◆ Exercise details:
Everything from the line containing "# trace the outline of every instance of the bucket" through the final line of the records must be transcribed verbatim; nothing else belongs in the result.

◆ Data entries:
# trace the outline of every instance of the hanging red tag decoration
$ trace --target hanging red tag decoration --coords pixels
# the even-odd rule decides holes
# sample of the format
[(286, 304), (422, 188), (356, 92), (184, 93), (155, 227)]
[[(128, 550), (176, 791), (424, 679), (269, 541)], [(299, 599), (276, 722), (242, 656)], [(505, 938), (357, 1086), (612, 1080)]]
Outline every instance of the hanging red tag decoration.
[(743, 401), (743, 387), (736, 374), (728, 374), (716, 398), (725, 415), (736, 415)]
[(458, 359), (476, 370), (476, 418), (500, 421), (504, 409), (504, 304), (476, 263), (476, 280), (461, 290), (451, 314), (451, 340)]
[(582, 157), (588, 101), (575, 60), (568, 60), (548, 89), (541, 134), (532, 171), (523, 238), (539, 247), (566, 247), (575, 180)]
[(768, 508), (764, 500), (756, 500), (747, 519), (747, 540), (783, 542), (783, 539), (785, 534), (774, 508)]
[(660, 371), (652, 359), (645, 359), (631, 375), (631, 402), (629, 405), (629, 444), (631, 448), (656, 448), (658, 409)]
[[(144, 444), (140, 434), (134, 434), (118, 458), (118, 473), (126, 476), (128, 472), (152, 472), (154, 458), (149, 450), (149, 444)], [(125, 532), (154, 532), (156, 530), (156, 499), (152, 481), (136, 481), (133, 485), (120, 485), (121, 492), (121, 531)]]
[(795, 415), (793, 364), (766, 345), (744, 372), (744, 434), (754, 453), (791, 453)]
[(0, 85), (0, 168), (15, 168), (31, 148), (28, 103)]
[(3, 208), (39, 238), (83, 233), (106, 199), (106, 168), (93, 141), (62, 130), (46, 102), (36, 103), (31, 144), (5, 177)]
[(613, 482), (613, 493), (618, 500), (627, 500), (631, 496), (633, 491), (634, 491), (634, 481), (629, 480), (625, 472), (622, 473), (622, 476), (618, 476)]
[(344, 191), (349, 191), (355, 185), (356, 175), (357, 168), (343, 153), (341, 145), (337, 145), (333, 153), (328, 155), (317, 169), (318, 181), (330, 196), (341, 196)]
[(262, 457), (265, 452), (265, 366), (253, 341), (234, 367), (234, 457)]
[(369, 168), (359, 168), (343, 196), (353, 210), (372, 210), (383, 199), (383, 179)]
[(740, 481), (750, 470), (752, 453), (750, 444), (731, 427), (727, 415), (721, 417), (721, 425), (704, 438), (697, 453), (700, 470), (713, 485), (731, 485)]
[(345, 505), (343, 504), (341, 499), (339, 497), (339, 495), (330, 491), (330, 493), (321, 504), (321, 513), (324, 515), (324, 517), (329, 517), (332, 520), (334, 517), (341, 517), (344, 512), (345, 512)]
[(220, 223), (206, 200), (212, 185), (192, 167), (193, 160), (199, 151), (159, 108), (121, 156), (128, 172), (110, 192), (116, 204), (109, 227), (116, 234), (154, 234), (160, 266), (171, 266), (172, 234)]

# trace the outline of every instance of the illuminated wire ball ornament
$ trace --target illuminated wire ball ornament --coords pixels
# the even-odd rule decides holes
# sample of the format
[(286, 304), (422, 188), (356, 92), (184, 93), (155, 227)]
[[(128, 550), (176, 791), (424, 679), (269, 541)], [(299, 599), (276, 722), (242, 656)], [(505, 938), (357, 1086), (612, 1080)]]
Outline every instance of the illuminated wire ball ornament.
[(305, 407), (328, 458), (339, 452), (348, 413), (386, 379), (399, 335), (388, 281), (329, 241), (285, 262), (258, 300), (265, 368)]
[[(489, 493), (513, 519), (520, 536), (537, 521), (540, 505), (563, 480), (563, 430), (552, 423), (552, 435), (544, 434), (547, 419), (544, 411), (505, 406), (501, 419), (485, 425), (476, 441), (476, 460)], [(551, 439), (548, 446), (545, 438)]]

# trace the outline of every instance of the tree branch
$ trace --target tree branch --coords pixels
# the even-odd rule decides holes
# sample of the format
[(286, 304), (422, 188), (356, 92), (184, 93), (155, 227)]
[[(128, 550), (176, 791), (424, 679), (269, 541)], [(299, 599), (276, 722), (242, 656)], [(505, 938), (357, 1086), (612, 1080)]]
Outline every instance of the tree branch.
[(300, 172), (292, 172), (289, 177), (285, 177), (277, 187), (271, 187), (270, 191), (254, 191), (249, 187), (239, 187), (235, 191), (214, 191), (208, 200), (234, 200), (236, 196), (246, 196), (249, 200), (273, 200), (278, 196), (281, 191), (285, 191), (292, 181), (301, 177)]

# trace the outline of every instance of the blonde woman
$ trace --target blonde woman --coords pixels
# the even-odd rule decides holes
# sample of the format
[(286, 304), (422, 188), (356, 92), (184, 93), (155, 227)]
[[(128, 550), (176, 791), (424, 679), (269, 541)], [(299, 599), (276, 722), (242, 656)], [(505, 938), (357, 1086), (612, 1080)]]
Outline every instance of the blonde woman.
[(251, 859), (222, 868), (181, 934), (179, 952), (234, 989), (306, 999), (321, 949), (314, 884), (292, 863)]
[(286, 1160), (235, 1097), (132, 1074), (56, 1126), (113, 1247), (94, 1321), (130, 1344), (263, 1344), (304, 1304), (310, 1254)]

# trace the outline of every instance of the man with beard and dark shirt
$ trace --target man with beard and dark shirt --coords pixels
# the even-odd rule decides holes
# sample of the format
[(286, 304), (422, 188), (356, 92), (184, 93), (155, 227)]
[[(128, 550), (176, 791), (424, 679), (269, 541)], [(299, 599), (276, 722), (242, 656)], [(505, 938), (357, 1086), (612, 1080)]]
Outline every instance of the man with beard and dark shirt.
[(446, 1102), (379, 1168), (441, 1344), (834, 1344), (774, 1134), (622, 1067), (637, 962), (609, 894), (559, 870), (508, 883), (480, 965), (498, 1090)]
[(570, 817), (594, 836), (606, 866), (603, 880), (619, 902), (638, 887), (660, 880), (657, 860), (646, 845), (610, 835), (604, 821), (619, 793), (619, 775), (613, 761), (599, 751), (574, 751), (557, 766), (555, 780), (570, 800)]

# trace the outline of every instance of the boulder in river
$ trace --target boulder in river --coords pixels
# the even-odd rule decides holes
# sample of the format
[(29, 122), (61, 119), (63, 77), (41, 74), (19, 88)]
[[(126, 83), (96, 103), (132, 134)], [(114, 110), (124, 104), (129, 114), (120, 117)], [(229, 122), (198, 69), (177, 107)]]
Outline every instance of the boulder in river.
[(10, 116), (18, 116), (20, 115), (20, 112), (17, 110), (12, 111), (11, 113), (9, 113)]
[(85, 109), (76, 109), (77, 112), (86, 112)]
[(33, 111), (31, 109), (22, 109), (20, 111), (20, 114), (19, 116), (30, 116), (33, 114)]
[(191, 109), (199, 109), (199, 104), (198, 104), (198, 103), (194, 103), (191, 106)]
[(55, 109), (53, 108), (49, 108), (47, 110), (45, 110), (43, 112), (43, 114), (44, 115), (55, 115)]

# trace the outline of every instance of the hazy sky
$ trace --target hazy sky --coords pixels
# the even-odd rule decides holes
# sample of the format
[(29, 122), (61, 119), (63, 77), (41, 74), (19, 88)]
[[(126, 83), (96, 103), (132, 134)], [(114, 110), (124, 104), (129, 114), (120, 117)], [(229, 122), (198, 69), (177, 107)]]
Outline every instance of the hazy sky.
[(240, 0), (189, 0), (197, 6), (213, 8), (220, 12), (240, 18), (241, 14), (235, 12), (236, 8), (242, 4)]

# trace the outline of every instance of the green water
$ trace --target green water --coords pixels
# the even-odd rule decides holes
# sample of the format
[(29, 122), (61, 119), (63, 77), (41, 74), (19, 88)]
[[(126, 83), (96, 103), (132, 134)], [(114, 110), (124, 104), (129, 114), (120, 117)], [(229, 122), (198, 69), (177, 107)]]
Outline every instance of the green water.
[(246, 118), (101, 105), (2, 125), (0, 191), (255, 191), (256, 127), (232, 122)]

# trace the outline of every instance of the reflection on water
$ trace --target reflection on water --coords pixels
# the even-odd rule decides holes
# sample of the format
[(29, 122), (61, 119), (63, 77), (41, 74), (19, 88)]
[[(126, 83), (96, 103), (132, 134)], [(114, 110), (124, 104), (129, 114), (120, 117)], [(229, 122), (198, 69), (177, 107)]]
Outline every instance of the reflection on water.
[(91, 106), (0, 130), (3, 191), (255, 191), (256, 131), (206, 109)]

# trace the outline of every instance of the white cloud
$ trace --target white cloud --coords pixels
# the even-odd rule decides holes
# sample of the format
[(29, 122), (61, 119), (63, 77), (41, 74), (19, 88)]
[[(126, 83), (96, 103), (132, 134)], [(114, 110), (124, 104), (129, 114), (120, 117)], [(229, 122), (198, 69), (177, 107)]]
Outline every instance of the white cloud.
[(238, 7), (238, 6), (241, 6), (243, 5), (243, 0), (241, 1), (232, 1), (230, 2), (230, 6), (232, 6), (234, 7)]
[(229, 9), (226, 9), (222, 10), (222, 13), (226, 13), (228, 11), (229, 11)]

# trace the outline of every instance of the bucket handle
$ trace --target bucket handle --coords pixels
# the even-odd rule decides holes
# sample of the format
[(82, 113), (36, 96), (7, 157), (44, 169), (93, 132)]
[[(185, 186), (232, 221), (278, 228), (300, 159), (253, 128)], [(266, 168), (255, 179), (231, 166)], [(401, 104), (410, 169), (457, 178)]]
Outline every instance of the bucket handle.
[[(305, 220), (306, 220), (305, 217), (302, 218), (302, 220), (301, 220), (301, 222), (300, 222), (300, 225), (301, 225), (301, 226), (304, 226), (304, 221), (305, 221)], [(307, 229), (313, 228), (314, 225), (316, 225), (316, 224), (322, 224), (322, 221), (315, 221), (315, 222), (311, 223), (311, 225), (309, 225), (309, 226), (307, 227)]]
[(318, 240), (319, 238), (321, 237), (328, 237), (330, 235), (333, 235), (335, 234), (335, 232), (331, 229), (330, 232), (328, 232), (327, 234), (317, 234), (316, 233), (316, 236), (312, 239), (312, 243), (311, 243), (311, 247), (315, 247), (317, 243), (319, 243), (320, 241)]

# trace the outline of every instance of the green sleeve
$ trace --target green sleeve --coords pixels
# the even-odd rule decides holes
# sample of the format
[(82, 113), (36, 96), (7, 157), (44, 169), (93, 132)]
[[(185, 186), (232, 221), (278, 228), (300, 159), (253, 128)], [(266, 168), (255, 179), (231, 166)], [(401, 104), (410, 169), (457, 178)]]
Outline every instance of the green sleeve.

◆ Problem solution:
# trace the outline of every instance of the bucket handle
$ trace --target bucket handle --coords pixels
# the even-odd rule decides holes
# sample of the format
[(82, 113), (36, 96), (7, 157), (44, 169), (93, 132)]
[[(185, 186), (232, 221), (278, 228), (300, 159), (253, 128)], [(266, 168), (255, 179), (231, 166)], [(401, 104), (410, 169), (457, 178)]]
Outline every instance of the bucket handle.
[[(305, 220), (306, 220), (305, 217), (302, 218), (302, 220), (301, 220), (301, 222), (300, 222), (300, 225), (301, 225), (301, 226), (304, 226), (304, 221), (305, 221)], [(307, 229), (313, 228), (314, 225), (316, 225), (316, 224), (322, 224), (322, 221), (315, 221), (315, 222), (311, 223), (311, 225), (309, 225), (309, 226), (307, 227)]]
[(318, 240), (319, 238), (321, 237), (328, 237), (330, 235), (333, 235), (335, 234), (335, 232), (331, 229), (330, 232), (328, 232), (327, 234), (317, 234), (316, 233), (316, 236), (312, 239), (312, 243), (311, 243), (311, 247), (315, 247), (317, 243), (319, 243), (320, 241)]

# trace the outline of every instance of the green sleeve
$ trace --target green sleeve --coords pixels
# the even-odd rule decides holes
# sample of the format
[(82, 113), (36, 96), (7, 157), (44, 169), (93, 132)]
[[(185, 186), (232, 221), (278, 228), (300, 159), (253, 128)], [(266, 168), (255, 179), (231, 166)], [(401, 104), (410, 169), (457, 178)]]
Outline every instance of the green sleeve.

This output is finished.